--- DATA LISTING Enclosed Below ---
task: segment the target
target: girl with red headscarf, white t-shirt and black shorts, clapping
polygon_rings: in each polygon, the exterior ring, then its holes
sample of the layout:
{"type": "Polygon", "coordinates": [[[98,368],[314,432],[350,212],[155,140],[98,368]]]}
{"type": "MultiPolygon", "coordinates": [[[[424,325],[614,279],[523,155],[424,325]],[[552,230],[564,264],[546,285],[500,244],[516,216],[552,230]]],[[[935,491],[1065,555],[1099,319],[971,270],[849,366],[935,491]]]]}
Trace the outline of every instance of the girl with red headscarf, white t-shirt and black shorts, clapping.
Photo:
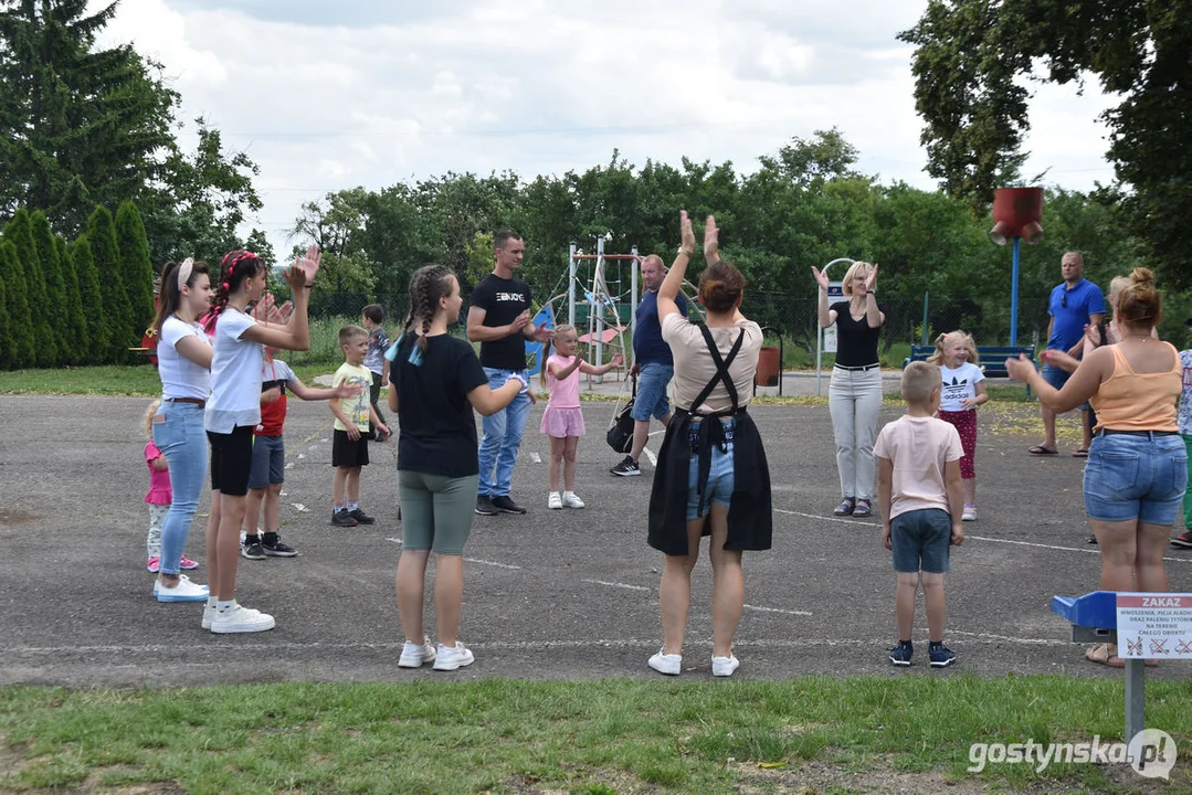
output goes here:
{"type": "Polygon", "coordinates": [[[238,249],[224,255],[219,281],[204,328],[213,339],[211,399],[204,424],[211,443],[211,520],[207,522],[207,569],[211,595],[203,628],[216,633],[261,632],[274,627],[273,616],[236,603],[236,563],[240,526],[253,462],[253,429],[261,421],[263,347],[305,350],[310,344],[306,308],[318,273],[317,246],[306,249],[285,272],[293,292],[287,325],[265,325],[248,315],[249,304],[265,293],[267,268],[238,249]]]}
--- End of Enclosed DATA LISTING ---
# WORK REQUEST
Each entry should be set down exactly, pictures excluded.

# EXERCISE OUTPUT
task: segment the target
target: girl with red headscarf, white t-shirt and black shorts, clapping
polygon_rings: in each polygon, the exterior ring, then its holes
sample of the layout:
{"type": "Polygon", "coordinates": [[[98,368],[314,432],[350,212],[155,140],[98,368]]]}
{"type": "MultiPolygon", "coordinates": [[[[424,325],[614,279],[523,155],[424,325]],[[552,230],[564,264],[546,285],[500,244],[516,216],[552,230]]],[[[935,491],[1065,555],[1099,319],[971,270],[849,366],[935,491]]]]}
Trace the outline of every instance of the girl with red headscarf, white t-shirt and black shorts, clapping.
Photo:
output goes here:
{"type": "Polygon", "coordinates": [[[238,249],[224,255],[219,281],[204,328],[213,339],[211,399],[204,424],[211,443],[211,520],[207,522],[207,569],[211,595],[203,628],[216,633],[261,632],[274,627],[273,616],[236,603],[236,563],[240,526],[253,462],[253,429],[261,421],[263,347],[305,350],[310,344],[306,308],[318,273],[317,246],[306,249],[285,272],[293,292],[287,325],[265,325],[248,315],[249,304],[265,293],[267,268],[238,249]]]}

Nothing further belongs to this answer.